O que fazer: Na carta abaixo sobre o Relatório Planeta Vivo 2020, por que é "duplamente trágico" que o relatório ignore a injustiça histórica da conservação? Responda em uma a três frases.

Texto fornecido:
25 de setembro de 2020

Marco Lambertini
Diretor geral, WWF International

Prezado Sr. Lambertini,

Em nome da Coalizão Rights and Resources Initiative (RRI), uma rede internacional de Povos Indígenas, Quilombolas, organizações comunitárias locais e seus aliados, estou escrevendo para informá-lo de nosso profundo desalento com o recém-lançado Relatório Planeta Vivo 2020.

Embora certamente concordemos que existe uma crise global de biodiversidade que exige transformações fundamentais e urgentes em nossos sistemas mundiais de produção e consumo, é lamentável que mais uma vez o LPR (Relatório Planeta Vivo) ignore completamente as populações locais e seus direitos e meios de subsistência em seus cenários e propostas de estratégias de conservação. Essa omissão é particularmente decepcionante em vista do reconhecimento generalizado de racismo sistêmico em andamento em todo o mundo e a crescente preocupação com as próprias raízes racistas da conservação – pela qual Povos Indígenas e comunidades locais foram removidos à força de áreas protegidas recentemente estabelecidas. Essa prática se tornou a convenção promovida pela WWF entre outras em todo o mundo, e continua a abusar das populações locais atualmente, conforme evidenciado pela violência generalizada e contínua contra ambientalistas em áreas de conservação. A cegueira do LPR2020 (Relatório Planeta Vivo) a essa injustiça histórica e contínua, o próprio “pecado original” da conservação, é ainda mais preocupante dada a própria implicação da WWF em uma série de abusos aos direitos humanos pelos quais a mesma ainda não se redimiu adequadamente. A organização também peca por não seguir o corajoso exemplo do Sierra Club – uma das organizações conservacionistas mais antigas e influentes do mundo – que admitiu há um mês as bases racistas de sua própria organização e abordagens conservacionistas.

É duplamente trágico que o relatório ignore esta injustiça histórica, porque um corpo de pesquisa robusto demonstra inequivocamente que os Povos Indígenas, comunidades locais e Quilombolas geralmente têm melhor desempenho do que governos em conservar a biodiversidade, em armazenamento de carbono e na prevenção do desmatamento – tudo a um custo muito mais baixo e com menos corrupção. Portanto, em muitos casos, eles oferecem a solução mais promissora para salvar a biodiversidade restante do mundo. Também neste caso, ignorar a população local ou assumir sua concordância com as noções nortistas de conservação, “o silêncio é violência”; e há o risco de que o relatório cause danos às mesmas pessoas que sempre protegeram a natureza.

O relatório menciona os Povos Indígenas e comunidades locais em uma única instância: na página 108, onde é observado que abordagens anteriores para avaliar os ecossistemas “falharam em envolver diversas perspectivas”, incluindo aquelas de “Povos Indígenas e de comunidades locais”.  No entanto, ele prossegue em repetir essas mesmas falhas, ao ignorá-las em suas análises, cenários e recomendações. Este relatório foi uma oportunidade perdida para a WWF demonstrar sua conscientização sobre essas questões e realizar uma avaliação séria de como o movimento de conservação poderia mobilizar seu substancial capital técnico, político e financeiro para respeitar e promover a gestão dos povos locais para lidar com as crises de biodiversidade e do clima.

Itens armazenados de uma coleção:
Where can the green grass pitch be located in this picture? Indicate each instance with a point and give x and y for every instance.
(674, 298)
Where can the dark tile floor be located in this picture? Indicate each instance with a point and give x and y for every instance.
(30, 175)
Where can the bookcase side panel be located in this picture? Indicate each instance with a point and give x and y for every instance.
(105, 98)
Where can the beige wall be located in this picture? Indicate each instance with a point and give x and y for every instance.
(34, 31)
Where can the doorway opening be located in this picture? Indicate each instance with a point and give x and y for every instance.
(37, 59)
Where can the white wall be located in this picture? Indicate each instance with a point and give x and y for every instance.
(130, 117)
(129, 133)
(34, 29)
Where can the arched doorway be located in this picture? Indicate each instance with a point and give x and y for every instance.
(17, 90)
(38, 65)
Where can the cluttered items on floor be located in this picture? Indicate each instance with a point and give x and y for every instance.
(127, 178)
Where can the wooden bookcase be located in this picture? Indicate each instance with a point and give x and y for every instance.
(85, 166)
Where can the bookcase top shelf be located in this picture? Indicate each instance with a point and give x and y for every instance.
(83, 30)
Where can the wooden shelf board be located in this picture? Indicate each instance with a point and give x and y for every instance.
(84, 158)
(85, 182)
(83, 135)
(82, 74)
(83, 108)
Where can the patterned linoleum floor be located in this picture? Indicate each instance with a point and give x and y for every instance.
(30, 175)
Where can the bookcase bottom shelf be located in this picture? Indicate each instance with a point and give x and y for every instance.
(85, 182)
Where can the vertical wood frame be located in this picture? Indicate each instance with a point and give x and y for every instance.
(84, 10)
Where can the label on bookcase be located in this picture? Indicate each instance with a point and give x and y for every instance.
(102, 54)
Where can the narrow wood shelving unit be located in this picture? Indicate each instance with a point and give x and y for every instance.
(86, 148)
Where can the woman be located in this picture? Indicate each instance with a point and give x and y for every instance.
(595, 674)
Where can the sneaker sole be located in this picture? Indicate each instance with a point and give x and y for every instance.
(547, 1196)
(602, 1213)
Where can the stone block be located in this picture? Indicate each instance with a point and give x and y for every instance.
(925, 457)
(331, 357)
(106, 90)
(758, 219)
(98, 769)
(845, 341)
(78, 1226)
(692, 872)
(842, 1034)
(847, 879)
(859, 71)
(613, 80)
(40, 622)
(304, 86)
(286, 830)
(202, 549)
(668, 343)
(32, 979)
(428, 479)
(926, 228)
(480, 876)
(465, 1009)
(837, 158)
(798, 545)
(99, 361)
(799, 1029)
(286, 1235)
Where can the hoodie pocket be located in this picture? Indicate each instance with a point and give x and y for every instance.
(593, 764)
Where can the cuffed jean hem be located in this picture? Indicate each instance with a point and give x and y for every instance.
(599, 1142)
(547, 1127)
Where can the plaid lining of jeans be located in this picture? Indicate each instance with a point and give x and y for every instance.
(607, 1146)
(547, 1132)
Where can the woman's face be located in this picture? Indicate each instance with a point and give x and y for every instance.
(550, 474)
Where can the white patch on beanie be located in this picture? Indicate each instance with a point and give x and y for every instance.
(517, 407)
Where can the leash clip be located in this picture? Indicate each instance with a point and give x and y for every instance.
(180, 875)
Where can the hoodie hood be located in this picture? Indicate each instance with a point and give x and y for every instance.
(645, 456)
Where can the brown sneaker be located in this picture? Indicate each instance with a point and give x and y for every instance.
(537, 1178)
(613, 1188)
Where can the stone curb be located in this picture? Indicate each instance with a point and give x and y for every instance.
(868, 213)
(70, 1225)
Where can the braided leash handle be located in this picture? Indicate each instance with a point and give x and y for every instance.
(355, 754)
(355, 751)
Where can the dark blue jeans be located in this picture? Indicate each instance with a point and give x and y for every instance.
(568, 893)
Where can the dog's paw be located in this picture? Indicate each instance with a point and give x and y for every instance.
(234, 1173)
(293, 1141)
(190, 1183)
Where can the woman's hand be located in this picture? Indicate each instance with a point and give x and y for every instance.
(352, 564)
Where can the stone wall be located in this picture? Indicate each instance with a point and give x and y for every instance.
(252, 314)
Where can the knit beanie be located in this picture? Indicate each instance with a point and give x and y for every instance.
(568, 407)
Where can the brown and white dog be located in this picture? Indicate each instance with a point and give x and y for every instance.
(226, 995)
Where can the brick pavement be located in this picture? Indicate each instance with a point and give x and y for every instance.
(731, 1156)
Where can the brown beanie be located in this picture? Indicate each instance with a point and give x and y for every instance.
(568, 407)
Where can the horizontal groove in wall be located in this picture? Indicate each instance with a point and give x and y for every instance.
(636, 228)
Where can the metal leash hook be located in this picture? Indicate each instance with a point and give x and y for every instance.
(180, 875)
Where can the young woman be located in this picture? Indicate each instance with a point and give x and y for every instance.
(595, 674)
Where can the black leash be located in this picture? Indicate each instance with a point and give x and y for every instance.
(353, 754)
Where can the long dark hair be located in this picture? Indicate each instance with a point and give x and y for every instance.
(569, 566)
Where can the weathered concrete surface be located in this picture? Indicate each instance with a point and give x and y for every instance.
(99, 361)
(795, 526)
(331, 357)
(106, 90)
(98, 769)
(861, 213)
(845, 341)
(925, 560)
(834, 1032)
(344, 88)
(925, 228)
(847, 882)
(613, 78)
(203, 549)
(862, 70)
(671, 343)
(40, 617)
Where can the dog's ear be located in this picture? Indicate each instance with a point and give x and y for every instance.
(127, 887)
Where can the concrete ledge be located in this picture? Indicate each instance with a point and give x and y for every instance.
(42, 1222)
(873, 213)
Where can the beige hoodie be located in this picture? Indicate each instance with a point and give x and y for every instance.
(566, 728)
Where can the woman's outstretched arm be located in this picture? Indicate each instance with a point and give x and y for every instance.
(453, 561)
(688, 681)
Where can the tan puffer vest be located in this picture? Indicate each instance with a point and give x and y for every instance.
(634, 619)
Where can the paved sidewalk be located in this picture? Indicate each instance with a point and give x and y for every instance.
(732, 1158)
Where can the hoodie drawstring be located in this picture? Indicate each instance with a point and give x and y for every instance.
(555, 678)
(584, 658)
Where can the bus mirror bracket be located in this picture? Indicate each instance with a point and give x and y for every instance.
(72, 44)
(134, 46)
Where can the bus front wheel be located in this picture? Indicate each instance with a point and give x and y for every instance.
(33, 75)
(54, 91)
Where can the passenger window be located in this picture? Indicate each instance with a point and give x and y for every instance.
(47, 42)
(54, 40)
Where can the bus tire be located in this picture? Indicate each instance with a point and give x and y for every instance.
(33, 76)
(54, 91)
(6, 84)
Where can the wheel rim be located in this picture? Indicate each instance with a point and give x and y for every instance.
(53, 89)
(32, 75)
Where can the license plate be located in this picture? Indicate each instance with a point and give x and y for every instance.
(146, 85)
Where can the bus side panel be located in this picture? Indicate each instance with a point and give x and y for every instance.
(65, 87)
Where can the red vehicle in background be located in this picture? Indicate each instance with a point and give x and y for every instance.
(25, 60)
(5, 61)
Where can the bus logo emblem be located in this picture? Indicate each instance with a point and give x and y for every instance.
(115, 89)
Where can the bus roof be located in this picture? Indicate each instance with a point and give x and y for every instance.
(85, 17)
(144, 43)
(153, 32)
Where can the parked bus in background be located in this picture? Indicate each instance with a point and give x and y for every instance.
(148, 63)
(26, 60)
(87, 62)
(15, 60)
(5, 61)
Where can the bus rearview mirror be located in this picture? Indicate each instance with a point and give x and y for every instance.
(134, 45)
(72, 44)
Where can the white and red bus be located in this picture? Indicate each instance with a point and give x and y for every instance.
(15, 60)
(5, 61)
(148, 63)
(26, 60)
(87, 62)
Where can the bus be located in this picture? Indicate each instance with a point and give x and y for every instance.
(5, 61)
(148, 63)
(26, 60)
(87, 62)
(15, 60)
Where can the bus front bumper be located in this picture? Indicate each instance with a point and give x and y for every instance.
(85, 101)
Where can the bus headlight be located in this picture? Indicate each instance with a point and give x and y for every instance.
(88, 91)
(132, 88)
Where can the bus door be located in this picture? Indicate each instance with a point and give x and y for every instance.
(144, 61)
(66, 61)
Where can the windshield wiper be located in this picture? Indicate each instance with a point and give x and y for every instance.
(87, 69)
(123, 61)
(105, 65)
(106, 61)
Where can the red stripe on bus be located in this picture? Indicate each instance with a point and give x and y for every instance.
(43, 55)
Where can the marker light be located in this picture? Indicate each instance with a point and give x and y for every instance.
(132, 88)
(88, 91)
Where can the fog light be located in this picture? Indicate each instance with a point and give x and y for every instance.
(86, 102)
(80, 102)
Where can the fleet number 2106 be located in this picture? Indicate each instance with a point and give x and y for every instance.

Solução do problema: Um corpo de pesquisa robusto mostra que os Povos Indígenas, as comunidades locais e os Quilombolas geralmente têm melhor desempenho do que os governos em conservar a biodiversidade, armazenar carbono e prevenir o desmatamento, a um custo muito mais baixo e com menos corrupção. Por isso, em muitos casos, eles oferecem a solução mais promissora para salvar a biodiversidade restante do mundo.